— BEGIN —

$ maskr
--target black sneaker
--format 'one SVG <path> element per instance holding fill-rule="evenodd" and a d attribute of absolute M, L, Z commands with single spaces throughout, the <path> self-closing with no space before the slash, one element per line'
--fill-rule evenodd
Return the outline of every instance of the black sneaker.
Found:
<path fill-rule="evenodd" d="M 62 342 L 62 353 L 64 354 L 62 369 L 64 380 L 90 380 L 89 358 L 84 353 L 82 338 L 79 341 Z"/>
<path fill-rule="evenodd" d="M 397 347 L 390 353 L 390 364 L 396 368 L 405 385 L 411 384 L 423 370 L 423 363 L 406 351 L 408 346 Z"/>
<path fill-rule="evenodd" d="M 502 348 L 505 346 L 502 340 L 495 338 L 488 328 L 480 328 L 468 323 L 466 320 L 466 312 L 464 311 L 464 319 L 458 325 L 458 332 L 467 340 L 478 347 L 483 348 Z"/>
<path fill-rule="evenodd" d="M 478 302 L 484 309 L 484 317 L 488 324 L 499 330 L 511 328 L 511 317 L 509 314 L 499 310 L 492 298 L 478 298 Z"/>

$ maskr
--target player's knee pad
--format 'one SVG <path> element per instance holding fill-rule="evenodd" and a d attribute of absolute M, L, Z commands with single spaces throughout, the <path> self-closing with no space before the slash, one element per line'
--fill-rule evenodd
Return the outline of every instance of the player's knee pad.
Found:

— END —

Written task:
Rewrite the entries above with every occurrence of "outline" changed to "contour", leaving everything else as it is.

Answer to the problem:
$ maskr
--target black sneaker
--format 'one SVG <path> element per instance holding fill-rule="evenodd" and a d attribute of absolute M, L, Z commands with single spaces throughout, the <path> self-closing with no space before the slash, one element per line'
--fill-rule evenodd
Return the contour of every instance of the black sneaker.
Found:
<path fill-rule="evenodd" d="M 62 342 L 62 353 L 64 354 L 62 369 L 64 380 L 90 380 L 89 358 L 84 353 L 82 338 L 79 341 Z"/>
<path fill-rule="evenodd" d="M 397 347 L 390 353 L 390 364 L 396 368 L 405 385 L 411 384 L 423 370 L 423 363 L 406 351 L 408 346 Z"/>
<path fill-rule="evenodd" d="M 502 348 L 505 346 L 502 340 L 495 338 L 488 328 L 480 328 L 468 323 L 466 320 L 466 312 L 464 311 L 464 319 L 458 325 L 458 332 L 467 340 L 478 347 L 483 348 Z"/>
<path fill-rule="evenodd" d="M 478 302 L 484 309 L 484 317 L 488 324 L 499 330 L 511 328 L 511 317 L 509 314 L 499 310 L 492 298 L 478 298 Z"/>

$ maskr
--target player's knee pad
--format 'one SVG <path> element per instance holding fill-rule="evenodd" and a d attribute of absolute M, L, Z commands with single spaces throughout, the <path> self-closing with no space before the slash, one element per line'
--fill-rule evenodd
Return the contour of every instance of the player's knee pad.
Found:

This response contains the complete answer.